▶ [Provided passage]
# Best Cordless drill for drilling out a house?



## bushwickbill (Jan 17, 2010)

I have been looking for the best drill I can find that will have the power to drill out a house. I hate having to always use cords and such to do the drilling. I would like to be able to use a cordless drill and slap in a 7/8 inch bit and drill me some holes to pull some wire? I know Dewalt has a good 18Volt XRP drill that has around 500 Inch/pounds of torque. Their new 18 Volt Lith ion XRP drill has 450 unit Watts of power (how much torque is that?). But does anybody else use cordless drills for drilling holes? I know that it is hard to beat a good 1/2inch corded drill for drilling lots of holes, But I really want to find a good cordless drill to do the same job! The cordless drill needs to have a Lith Batt pack for the quick charge capabilities. Am I crazy to think I can find the right drill?
Bosche has a 18 Volt Lith ion cordless drill that has 650 in/lbs of torque.
Milwakee has a 18 Volt Lith ion cordless drill that also has a 650 in/lbs of torque too?
But does anybody have a drill that can do what I am wanting to do?
Any and all help is appreciated people.
Cheers


----------



## electricguy (Mar 22, 2007)

I think constant use like that will overheat the drill.


----------



## mattsilkwood (Sep 21, 2008)

Cordless= convenience
corded= power

Need I say more?


----------



## Bob Badger (Apr 19, 2009)

bushwickbill said:


> I have been looking for the best drill I can find that will have the power to drill out a house.


The best ones for that use all have a cord. :thumbsup:

I think some guys are using a 36 volt DeWalt but I really question if carrying that battery pack is any easier then dragging a cord.

It is also worth noting that most if not all cordless drill use plastic gear boxes as opposed to metal gearboxes on corded drills.

To me, expecting a cordless drill to drill out entire homes is like expecting to use a cordless lawn mower for an entire golf course.


----------



## r_merc (Jul 5, 2008)

My 28V Milwaukee cordless angle drill can handle what you are talking about. Works great for Remodeling but I still like my Milwaukee boom drill. I don't think any other cordless will stand up to the torque needed. You will go through batteries fast.


----------



## jw0445 (Oct 9, 2009)

You can't beat a corded drill for doing a house. It's all in the set up. Lugging a drill from floor to floor is a pain. I run an extension cord to each floor with a drill on each floor. Makes it alot easier when your running wire and decide you need a whole that not's there.


----------



## Jeff000 (Jun 18, 2008)

Lots of cordless have the torque, the Dewalt 36v xrp with smash your knuckles or toss you from a ladder just as fast as a corded drill. 
And most of the Dewalt XRP line is metal gear boxes.

▶ [Stated goal]
Rewrite the part of the cordless drill thread that opens with "It is also worth" and closes with "(Jul 5, 2008)", putting "hedge trimmer" in place of "lawn mower". The material that comes next isn't needed.

▶ [Dataset excerpt]

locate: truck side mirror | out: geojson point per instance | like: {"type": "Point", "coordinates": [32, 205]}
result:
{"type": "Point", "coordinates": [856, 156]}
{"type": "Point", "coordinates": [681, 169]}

▶ [Complete output]
It is also worth noting that most if not all cordless drill use plastic gear boxes as opposed to metal gearboxes on corded drills.

To me, expecting a cordless drill to drill out entire homes is like expecting to use a cordless hedge trimmer for an entire golf course.


----------



## r_merc (Jul 5, 2008)